**Data entries**:
..........

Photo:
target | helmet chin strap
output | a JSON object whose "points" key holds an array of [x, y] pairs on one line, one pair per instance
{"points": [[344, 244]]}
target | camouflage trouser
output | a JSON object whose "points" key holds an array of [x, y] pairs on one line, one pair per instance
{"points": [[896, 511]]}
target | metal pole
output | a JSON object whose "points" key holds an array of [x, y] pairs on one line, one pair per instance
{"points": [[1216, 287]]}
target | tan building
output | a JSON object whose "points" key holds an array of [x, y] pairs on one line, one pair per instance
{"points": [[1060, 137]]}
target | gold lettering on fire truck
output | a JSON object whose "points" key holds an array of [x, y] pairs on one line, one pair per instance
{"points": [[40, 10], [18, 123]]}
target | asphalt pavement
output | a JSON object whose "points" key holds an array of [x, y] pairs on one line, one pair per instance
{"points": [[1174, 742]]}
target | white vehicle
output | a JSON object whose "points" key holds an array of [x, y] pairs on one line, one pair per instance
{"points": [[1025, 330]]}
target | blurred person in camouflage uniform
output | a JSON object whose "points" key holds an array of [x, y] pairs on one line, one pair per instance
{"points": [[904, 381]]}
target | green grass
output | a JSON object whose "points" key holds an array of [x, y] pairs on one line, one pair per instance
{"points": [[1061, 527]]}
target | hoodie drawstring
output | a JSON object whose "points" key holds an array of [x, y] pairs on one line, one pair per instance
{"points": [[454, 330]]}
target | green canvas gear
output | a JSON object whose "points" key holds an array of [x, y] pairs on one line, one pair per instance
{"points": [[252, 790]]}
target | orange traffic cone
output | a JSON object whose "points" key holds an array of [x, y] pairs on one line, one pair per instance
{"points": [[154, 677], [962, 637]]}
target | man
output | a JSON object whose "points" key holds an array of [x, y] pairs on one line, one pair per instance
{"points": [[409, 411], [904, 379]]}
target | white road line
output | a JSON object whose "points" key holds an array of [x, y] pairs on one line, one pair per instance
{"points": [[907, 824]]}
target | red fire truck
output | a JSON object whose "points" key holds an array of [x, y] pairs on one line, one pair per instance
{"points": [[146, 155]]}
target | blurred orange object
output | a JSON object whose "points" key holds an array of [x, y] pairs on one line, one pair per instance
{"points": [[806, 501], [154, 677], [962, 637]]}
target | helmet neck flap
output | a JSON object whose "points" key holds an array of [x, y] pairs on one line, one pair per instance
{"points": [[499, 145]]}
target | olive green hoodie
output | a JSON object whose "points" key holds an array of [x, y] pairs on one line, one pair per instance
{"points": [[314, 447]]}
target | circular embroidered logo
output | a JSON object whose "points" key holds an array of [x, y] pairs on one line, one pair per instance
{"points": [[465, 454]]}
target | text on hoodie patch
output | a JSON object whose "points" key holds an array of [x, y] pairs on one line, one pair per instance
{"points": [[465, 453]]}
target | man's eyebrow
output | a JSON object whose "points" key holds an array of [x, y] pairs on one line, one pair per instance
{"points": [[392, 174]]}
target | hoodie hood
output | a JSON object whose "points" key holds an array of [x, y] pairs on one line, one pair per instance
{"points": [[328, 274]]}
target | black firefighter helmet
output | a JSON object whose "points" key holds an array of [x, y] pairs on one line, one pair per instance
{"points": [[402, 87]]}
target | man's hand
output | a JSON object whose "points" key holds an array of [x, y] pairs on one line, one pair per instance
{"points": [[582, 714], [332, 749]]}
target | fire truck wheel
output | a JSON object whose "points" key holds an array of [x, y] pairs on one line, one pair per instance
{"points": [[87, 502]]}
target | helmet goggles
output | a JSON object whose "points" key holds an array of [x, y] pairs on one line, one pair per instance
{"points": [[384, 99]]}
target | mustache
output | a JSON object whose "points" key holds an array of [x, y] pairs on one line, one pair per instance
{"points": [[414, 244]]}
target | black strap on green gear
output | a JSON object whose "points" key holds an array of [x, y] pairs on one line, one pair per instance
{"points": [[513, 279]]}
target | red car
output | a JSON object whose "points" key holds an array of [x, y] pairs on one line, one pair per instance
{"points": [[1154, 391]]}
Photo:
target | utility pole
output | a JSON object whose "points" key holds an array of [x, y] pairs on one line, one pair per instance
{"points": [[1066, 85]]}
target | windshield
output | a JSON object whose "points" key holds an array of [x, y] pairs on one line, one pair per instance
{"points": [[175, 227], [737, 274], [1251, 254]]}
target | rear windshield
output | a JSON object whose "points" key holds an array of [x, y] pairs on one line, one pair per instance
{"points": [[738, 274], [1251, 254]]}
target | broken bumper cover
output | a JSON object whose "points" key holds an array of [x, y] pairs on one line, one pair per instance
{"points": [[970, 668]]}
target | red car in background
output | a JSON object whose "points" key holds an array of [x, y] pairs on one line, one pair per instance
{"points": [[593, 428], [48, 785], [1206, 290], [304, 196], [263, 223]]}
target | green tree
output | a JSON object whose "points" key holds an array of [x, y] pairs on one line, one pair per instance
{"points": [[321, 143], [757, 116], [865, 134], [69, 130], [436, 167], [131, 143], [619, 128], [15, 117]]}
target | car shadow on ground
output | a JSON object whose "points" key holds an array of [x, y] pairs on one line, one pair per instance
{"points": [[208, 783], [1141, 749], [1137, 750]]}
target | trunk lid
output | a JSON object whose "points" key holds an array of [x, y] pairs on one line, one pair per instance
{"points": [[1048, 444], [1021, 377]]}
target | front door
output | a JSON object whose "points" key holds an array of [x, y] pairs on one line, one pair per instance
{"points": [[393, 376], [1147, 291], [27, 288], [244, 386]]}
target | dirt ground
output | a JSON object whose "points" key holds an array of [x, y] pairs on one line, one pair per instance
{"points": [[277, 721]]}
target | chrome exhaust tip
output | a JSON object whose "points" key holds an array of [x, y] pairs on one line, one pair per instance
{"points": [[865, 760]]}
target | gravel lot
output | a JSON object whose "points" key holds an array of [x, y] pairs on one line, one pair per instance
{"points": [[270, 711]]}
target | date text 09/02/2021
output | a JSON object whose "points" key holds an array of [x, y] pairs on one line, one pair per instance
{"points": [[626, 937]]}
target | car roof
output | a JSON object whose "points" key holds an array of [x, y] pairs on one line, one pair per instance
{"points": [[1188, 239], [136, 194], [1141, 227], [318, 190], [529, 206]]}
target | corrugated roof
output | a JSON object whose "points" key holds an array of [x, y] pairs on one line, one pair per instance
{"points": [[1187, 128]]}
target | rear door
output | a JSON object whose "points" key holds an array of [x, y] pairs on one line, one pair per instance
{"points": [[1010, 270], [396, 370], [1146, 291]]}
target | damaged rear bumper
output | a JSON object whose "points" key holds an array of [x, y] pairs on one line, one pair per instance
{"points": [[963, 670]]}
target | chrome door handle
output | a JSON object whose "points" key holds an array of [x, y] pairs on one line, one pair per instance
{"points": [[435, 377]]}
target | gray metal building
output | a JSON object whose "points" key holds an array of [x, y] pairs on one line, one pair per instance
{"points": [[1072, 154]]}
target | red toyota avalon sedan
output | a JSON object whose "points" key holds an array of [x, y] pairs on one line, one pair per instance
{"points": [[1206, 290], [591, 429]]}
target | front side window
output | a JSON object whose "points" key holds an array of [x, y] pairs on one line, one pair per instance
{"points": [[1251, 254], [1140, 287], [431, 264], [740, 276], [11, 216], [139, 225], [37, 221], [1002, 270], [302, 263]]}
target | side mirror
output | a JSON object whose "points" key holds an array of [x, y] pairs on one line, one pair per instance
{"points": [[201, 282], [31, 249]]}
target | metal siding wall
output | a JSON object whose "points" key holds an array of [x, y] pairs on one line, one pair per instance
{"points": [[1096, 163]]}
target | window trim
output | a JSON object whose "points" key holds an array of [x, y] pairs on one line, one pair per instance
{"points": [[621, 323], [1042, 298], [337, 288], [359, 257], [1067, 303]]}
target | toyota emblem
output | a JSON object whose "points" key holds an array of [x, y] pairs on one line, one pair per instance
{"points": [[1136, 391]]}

..........

**Exercise aim**:
Reproduce the listing above exactly from the line containing "target | damaged rear bumper" through its last line, with both of those lines included.

**Answer**:
target | damaged rear bumper
output | a JSON object whose "points" key holds an array of [x, y] pairs on one line, one pair per instance
{"points": [[963, 670]]}
target | chrome door handle
output | a JSON object whose "points" key holds an array of [x, y] pairs on one line, one pair per instance
{"points": [[435, 377]]}
target | gray metal building
output | a JSON object whose "points" key holds an array of [x, y] pairs on one line, one pair per instance
{"points": [[1072, 154]]}
target | red toyota avalon sedan
output | a JSON object whose "points" key holds an array of [x, y] pairs on one line, one pair per instance
{"points": [[1206, 290], [591, 429]]}
target | front side window
output | a JSON object whose "points" key holds an array of [x, y] pairs on one line, one pair per instance
{"points": [[1251, 254], [1140, 287], [431, 264], [740, 276], [11, 216], [139, 225], [37, 221], [1002, 270], [302, 263]]}
target | side mirror
output | a JSON object whose "points" key holds an array of [x, y] pairs on one line, one pair per instance
{"points": [[201, 282], [31, 249]]}
target | metal siding wall
output | a JSON object whose "points" key holds an array of [x, y] pairs on one line, one pair per instance
{"points": [[1096, 163]]}
target | window trim
output | a JSON object whose "points" key holds an array of [x, y] pairs on one line, one pair per instance
{"points": [[621, 323], [1042, 298], [337, 288], [359, 257], [1067, 303]]}
target | toyota emblem
output | a JSON object whose "points" key holds an array of [x, y] pairs on one line, one pair per instance
{"points": [[1136, 391]]}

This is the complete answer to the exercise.